# start of RECORDS PROVIDED

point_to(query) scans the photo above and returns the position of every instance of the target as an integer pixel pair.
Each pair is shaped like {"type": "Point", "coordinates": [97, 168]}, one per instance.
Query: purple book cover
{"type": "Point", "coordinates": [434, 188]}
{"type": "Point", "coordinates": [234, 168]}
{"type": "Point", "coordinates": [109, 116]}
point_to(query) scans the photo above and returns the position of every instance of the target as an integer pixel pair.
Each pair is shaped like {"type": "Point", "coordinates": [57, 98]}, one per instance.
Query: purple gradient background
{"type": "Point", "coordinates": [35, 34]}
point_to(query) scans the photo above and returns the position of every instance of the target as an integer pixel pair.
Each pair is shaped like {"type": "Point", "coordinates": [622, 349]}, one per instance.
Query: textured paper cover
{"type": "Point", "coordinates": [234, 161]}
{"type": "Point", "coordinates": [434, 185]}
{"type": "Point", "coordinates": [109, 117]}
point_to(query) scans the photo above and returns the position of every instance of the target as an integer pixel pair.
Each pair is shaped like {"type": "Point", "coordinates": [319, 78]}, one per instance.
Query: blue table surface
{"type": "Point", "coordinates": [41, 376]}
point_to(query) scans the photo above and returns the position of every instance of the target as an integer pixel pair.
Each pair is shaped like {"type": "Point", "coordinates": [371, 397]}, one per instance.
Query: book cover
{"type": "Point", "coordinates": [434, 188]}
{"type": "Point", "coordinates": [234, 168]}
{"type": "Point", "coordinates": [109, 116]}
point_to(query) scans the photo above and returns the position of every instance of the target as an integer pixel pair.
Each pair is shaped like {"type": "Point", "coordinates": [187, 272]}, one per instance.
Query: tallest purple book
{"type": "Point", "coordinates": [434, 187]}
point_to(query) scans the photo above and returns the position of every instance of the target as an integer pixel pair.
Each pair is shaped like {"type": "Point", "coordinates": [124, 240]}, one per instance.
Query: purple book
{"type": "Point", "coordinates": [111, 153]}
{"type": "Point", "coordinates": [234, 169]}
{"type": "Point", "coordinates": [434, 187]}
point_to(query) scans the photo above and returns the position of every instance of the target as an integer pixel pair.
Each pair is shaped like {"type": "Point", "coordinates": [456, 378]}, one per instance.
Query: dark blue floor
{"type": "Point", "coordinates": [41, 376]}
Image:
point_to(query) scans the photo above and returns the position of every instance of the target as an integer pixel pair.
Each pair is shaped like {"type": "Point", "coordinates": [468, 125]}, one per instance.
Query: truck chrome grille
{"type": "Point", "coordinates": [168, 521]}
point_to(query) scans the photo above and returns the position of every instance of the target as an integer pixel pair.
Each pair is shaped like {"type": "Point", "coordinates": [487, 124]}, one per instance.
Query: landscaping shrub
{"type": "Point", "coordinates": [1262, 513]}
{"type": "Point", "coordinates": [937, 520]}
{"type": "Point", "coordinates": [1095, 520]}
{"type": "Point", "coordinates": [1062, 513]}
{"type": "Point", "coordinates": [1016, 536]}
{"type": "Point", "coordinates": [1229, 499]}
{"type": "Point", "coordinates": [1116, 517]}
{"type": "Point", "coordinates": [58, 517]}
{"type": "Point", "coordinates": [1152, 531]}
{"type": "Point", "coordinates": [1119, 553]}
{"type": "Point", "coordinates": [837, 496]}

# end of RECORDS PROVIDED

§ EXERCISE GOAL
Edit the listing above so that every occurrence of "pixel pair" reads "coordinate pair". Change nothing else.

§ REPLY TO THE EXERCISE
point_to(query) scans the photo above and returns the position of every instance of the target as an integer coordinate pair.
Each pair is shaped like {"type": "Point", "coordinates": [97, 168]}, one per instance.
Query: purple book cover
{"type": "Point", "coordinates": [434, 188]}
{"type": "Point", "coordinates": [234, 168]}
{"type": "Point", "coordinates": [109, 116]}
point_to(query) scans the photo above and returns the position of every instance of the target as an integer coordinate pair.
Each pair is shaped like {"type": "Point", "coordinates": [57, 98]}, one per instance.
Query: purple gradient background
{"type": "Point", "coordinates": [35, 34]}
point_to(query) scans the photo above and returns the position of every instance of the target as an integer coordinate pair.
Each pair is shaped like {"type": "Point", "coordinates": [622, 349]}, one per instance.
Query: textured paper cover
{"type": "Point", "coordinates": [234, 161]}
{"type": "Point", "coordinates": [434, 185]}
{"type": "Point", "coordinates": [109, 117]}
point_to(query) scans the photo above and returns the position of every instance of the target as an integer coordinate pair.
Each pair is shaped like {"type": "Point", "coordinates": [319, 78]}, one per instance.
Query: blue table surface
{"type": "Point", "coordinates": [41, 376]}
point_to(query) scans the photo above and returns the position of every instance of the target as an integer coordinate pair.
Each pair is shaped like {"type": "Point", "coordinates": [371, 397]}, one per instance.
Query: book cover
{"type": "Point", "coordinates": [434, 188]}
{"type": "Point", "coordinates": [234, 168]}
{"type": "Point", "coordinates": [109, 116]}
point_to(query) scans the photo above and returns the position of every instance of the target as an integer coordinate pair.
Each pair is shaped like {"type": "Point", "coordinates": [187, 272]}, one per instance.
Query: tallest purple book
{"type": "Point", "coordinates": [434, 187]}
point_to(query) scans the photo above and returns the position of every instance of the target as an integer coordinate pair.
Each pair is shaped like {"type": "Point", "coordinates": [124, 240]}, one per instance.
Query: purple book
{"type": "Point", "coordinates": [111, 153]}
{"type": "Point", "coordinates": [234, 169]}
{"type": "Point", "coordinates": [434, 187]}
point_to(query) scans the photo above and returns the position of every instance of the target as an integer coordinate pair.
Each pair is shaped like {"type": "Point", "coordinates": [456, 378]}, one per instance.
Query: dark blue floor
{"type": "Point", "coordinates": [41, 376]}
Image:
point_to(query) scans the photo above and returns the position of every instance of the target as an integer coordinate pair.
Each pair is shaped like {"type": "Point", "coordinates": [468, 125]}, one per instance.
Query: truck chrome grille
{"type": "Point", "coordinates": [168, 521]}
point_to(query) scans the photo above and returns the position of every instance of the target as an integer coordinate pair.
Each pair is shaped like {"type": "Point", "coordinates": [487, 124]}, one per instance.
Query: landscaping shrub
{"type": "Point", "coordinates": [1262, 513]}
{"type": "Point", "coordinates": [937, 520]}
{"type": "Point", "coordinates": [1095, 520]}
{"type": "Point", "coordinates": [1062, 513]}
{"type": "Point", "coordinates": [1016, 536]}
{"type": "Point", "coordinates": [1229, 499]}
{"type": "Point", "coordinates": [1116, 517]}
{"type": "Point", "coordinates": [58, 517]}
{"type": "Point", "coordinates": [1152, 531]}
{"type": "Point", "coordinates": [1119, 553]}
{"type": "Point", "coordinates": [837, 496]}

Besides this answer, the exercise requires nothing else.